--- start Exercise materials ---

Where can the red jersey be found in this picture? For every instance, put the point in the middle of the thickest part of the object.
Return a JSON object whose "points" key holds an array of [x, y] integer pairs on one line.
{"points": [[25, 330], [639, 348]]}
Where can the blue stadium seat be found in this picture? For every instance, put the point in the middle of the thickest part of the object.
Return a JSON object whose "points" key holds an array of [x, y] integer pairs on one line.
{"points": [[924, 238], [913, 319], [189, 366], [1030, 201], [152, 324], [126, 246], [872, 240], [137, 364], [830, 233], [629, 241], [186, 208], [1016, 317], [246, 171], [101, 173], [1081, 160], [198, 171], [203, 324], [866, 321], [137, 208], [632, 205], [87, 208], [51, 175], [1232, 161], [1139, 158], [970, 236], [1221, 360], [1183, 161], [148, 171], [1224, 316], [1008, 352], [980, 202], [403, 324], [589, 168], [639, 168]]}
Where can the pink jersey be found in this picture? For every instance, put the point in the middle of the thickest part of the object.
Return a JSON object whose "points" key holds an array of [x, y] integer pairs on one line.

--- end Exercise materials ---

Can you turn every one of the lines above into a numbered list, dropping any blank lines?

1. Where can the red jersey be found in this picture? For every instance, put the point in the middle of the thickest part of the object.
2. Return a JSON object whose "points" key holds an array of [x, y] integer pairs on one line.
3. {"points": [[25, 330], [639, 348]]}
4. Where can the blue stadium seat be found in this picture? For every instance, put the point in the middle of the thickest part of the object.
5. Return a JSON object whose "points" key holds an array of [x, y] integer pairs on one line.
6. {"points": [[924, 238], [913, 319], [189, 366], [1030, 201], [152, 324], [126, 246], [872, 240], [137, 364], [830, 233], [629, 241], [186, 208], [1016, 317], [246, 171], [101, 173], [1081, 160], [198, 171], [203, 324], [866, 321], [137, 208], [632, 205], [87, 208], [51, 175], [1232, 161], [1139, 158], [970, 236], [1221, 360], [1183, 161], [148, 171], [1224, 316], [1008, 352], [980, 202], [403, 324], [589, 168], [639, 168]]}
7. Where can the pink jersey be found in this picture? For every instance, put the point in the middle of the thickest part of the object.
8. Return a JSON object whose "points" key holds an array of [x, y] integer pairs on one line.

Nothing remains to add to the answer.